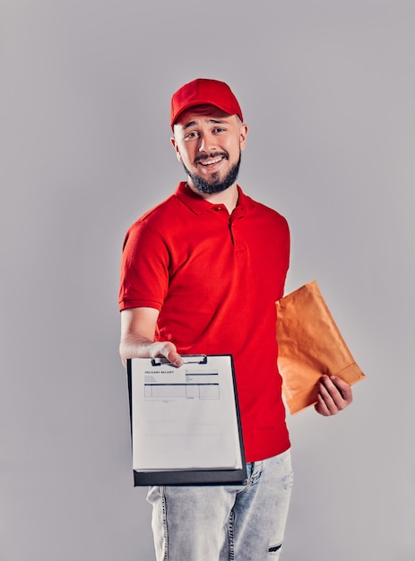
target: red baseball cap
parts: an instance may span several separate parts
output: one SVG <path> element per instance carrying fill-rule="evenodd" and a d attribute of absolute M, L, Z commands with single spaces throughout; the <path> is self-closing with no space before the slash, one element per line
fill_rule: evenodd
<path fill-rule="evenodd" d="M 186 109 L 196 105 L 214 105 L 228 115 L 238 115 L 241 121 L 242 111 L 229 86 L 219 80 L 197 78 L 182 86 L 171 98 L 170 125 Z"/>

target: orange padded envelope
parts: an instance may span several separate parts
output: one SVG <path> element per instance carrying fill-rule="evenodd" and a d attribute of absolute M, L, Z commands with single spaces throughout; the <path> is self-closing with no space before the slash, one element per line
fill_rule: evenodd
<path fill-rule="evenodd" d="M 323 374 L 352 385 L 366 376 L 356 364 L 316 280 L 277 302 L 278 367 L 290 412 L 316 403 Z"/>

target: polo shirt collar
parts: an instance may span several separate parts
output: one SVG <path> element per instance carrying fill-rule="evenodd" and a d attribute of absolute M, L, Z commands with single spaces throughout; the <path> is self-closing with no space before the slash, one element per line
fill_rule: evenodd
<path fill-rule="evenodd" d="M 255 203 L 250 197 L 243 193 L 239 186 L 238 186 L 238 192 L 239 194 L 234 212 L 237 211 L 238 214 L 242 215 L 251 211 L 255 206 Z M 178 184 L 175 195 L 195 214 L 210 211 L 213 206 L 218 206 L 217 204 L 215 205 L 209 203 L 209 201 L 205 201 L 203 197 L 199 196 L 197 193 L 192 191 L 192 189 L 187 186 L 186 181 L 181 181 Z"/>

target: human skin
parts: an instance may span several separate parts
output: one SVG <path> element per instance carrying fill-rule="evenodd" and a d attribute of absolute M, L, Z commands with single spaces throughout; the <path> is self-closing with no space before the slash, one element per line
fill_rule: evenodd
<path fill-rule="evenodd" d="M 224 204 L 229 214 L 238 203 L 236 181 L 219 193 L 201 193 L 192 176 L 207 183 L 222 181 L 238 161 L 246 145 L 247 126 L 236 115 L 228 115 L 212 105 L 190 108 L 181 113 L 170 139 L 179 162 L 190 172 L 187 186 L 213 204 Z M 165 357 L 176 367 L 183 364 L 172 341 L 154 341 L 159 310 L 136 307 L 121 312 L 119 352 L 123 364 L 127 358 Z M 350 386 L 336 376 L 322 376 L 317 413 L 335 415 L 352 401 Z"/>

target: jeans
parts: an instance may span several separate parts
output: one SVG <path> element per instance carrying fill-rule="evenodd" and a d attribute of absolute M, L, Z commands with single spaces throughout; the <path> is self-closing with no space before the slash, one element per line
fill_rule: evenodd
<path fill-rule="evenodd" d="M 248 463 L 242 485 L 151 487 L 158 561 L 276 561 L 292 487 L 290 451 Z"/>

◆ THE TASK ◆
Copy the data from the line containing "target: orange padded envelope" through the line containing "323 374 L 352", inclusive, keeping the requests unchanged and shifting every coordinate in the answers by -118.

◆ REPLY ◆
target: orange padded envelope
parts: an instance may span several separate parts
output: one SVG <path> element per instance carrying fill-rule="evenodd" and a d attribute of absolute M, L, Z commands with single spaces throughout; the <path> is self-closing with no space before the slash, one element per line
fill_rule: evenodd
<path fill-rule="evenodd" d="M 205 256 L 234 267 L 248 258 L 238 246 L 198 162 L 159 184 L 160 249 L 172 294 L 198 285 Z"/>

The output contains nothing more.